What is needed:
Set out the lines below as a numbered list, leaving out any blank lines.
________
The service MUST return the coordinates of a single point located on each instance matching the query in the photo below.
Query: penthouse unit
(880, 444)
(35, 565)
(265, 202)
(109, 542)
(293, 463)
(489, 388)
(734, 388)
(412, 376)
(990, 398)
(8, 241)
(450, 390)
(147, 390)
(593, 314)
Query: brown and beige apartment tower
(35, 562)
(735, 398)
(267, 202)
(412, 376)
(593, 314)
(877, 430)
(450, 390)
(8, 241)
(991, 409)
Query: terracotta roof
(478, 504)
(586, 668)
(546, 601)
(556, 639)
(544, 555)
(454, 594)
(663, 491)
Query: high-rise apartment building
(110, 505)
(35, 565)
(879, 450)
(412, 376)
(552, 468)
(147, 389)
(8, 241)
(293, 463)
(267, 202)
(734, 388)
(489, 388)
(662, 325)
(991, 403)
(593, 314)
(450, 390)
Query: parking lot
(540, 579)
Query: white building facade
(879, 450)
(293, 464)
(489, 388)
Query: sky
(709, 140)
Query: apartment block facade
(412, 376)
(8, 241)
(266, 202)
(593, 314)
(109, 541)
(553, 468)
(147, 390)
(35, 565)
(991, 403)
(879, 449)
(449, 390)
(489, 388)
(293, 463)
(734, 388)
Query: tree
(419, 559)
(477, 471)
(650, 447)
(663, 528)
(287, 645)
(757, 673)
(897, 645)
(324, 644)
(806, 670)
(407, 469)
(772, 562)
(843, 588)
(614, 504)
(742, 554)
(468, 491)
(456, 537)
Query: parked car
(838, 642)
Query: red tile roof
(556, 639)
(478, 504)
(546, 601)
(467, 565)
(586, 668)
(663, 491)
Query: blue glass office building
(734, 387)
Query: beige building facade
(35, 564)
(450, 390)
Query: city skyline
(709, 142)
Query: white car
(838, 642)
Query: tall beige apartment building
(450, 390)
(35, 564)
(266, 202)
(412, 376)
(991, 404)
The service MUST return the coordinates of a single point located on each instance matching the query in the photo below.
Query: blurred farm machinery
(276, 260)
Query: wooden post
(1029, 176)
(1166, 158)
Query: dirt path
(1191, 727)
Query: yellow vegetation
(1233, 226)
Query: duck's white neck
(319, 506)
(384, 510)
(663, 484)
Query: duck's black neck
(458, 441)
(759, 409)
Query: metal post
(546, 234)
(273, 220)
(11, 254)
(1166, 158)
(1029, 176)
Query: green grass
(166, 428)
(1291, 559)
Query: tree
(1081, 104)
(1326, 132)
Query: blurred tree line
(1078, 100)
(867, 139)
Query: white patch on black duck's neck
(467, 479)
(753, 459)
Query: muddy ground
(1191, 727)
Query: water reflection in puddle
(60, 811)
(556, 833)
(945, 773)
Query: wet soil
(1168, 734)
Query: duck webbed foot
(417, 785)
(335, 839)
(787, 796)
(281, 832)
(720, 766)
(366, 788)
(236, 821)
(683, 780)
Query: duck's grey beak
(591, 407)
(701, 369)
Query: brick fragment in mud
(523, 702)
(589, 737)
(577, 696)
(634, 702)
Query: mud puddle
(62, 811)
________
Response:
1. The service MUST return the coordinates of a single point located on each instance matching the query in the photo below.
2. Query: penthouse unit
3. (880, 444)
4. (35, 565)
5. (265, 202)
6. (109, 542)
7. (293, 463)
8. (489, 388)
9. (734, 388)
10. (412, 376)
11. (990, 398)
12. (8, 241)
13. (450, 390)
14. (147, 390)
15. (593, 314)
16. Query: brown and beige apartment tower
17. (35, 562)
18. (735, 398)
19. (267, 202)
20. (412, 376)
21. (593, 314)
22. (877, 430)
23. (450, 390)
24. (8, 241)
25. (991, 409)
26. Query: terracotta roof
27. (478, 504)
28. (586, 668)
29. (546, 601)
30. (556, 639)
31. (544, 555)
32. (454, 594)
33. (663, 491)
34. Query: high-rise apartment building
35. (110, 505)
36. (35, 565)
37. (879, 450)
38. (412, 376)
39. (552, 468)
40. (147, 389)
41. (8, 241)
42. (293, 463)
43. (267, 202)
44. (734, 388)
45. (489, 388)
46. (662, 325)
47. (991, 403)
48. (593, 314)
49. (450, 390)
50. Query: parking lot
51. (540, 579)
52. Query: white building facade
53. (879, 450)
54. (293, 464)
55. (489, 388)
56. Query: sky
57. (709, 140)
58. Query: apartment block facade
59. (412, 376)
60. (8, 241)
61. (266, 202)
62. (593, 314)
63. (109, 541)
64. (553, 468)
65. (147, 390)
66. (35, 565)
67. (991, 403)
68. (879, 449)
69. (449, 390)
70. (489, 388)
71. (293, 463)
72. (734, 388)
73. Query: tree
74. (419, 559)
75. (477, 471)
76. (650, 447)
77. (663, 528)
78. (287, 645)
79. (757, 673)
80. (897, 645)
81. (324, 644)
82. (806, 670)
83. (407, 469)
84. (772, 562)
85. (843, 588)
86. (614, 504)
87. (742, 554)
88. (468, 491)
89. (456, 537)
90. Query: parked car
91. (838, 642)
92. Query: red tile roof
93. (556, 639)
94. (478, 504)
95. (546, 601)
96. (467, 565)
97. (586, 668)
98. (663, 491)
99. Query: blue glass office building
100. (734, 387)
101. Query: beige building facade
102. (35, 564)
103. (450, 390)
104. Query: city skyline
105. (709, 142)
106. Query: white car
107. (838, 642)
108. Query: tall beige apartment building
109. (450, 390)
110. (35, 564)
111. (266, 202)
112. (412, 376)
113. (991, 404)
114. The service MUST return the coordinates of a single point located on each instance matching the query in the photo below.
115. Query: blurred farm machinery
116. (276, 260)
117. Query: wooden post
118. (1029, 176)
119. (1166, 158)
120. Query: dirt path
121. (1191, 727)
122. Query: yellow vegetation
123. (1233, 226)
124. Query: duck's white neck
125. (319, 506)
126. (384, 510)
127. (663, 484)
128. Query: duck's black neck
129. (458, 441)
130. (759, 409)
131. Query: metal post
132. (546, 234)
133. (273, 220)
134. (11, 254)
135. (1166, 158)
136. (1029, 176)
137. Query: green grass
138. (166, 428)
139. (1291, 559)
140. Query: tree
141. (1081, 104)
142. (1326, 132)
143. Query: blurred tree line
144. (1078, 100)
145. (867, 139)
146. Query: white patch on black duck's neck
147. (467, 479)
148. (753, 459)
149. Query: muddy ground
150. (1191, 727)
151. Query: water reflection in puddle
152. (60, 811)
153. (556, 833)
154. (945, 773)
155. Query: wet soil
156. (1168, 734)
157. Query: duck webbed foot
158. (417, 785)
159. (335, 839)
160. (787, 796)
161. (281, 832)
162. (720, 766)
163. (366, 788)
164. (236, 821)
165. (683, 780)
166. Query: duck's grey beak
167. (591, 407)
168. (701, 369)
169. Query: brick fragment in mud
170. (523, 702)
171. (589, 737)
172. (577, 696)
173. (634, 702)
174. Query: mud puddle
175. (62, 811)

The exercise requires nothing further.